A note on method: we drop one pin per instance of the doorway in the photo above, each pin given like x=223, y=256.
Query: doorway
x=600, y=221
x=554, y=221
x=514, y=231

Work required —
Convert every line of the material above into a Markdown table with the columns No. and Line, numbering each row and omitting any blank lines.

Answer —
| No. | Line |
|---|---|
| 1 | A note on method: we drop one pin per instance of the doorway in the photo above, each pin given like x=223, y=256. |
| 2 | Query: doorway |
| 3 | x=600, y=221 |
| 4 | x=554, y=221 |
| 5 | x=514, y=231 |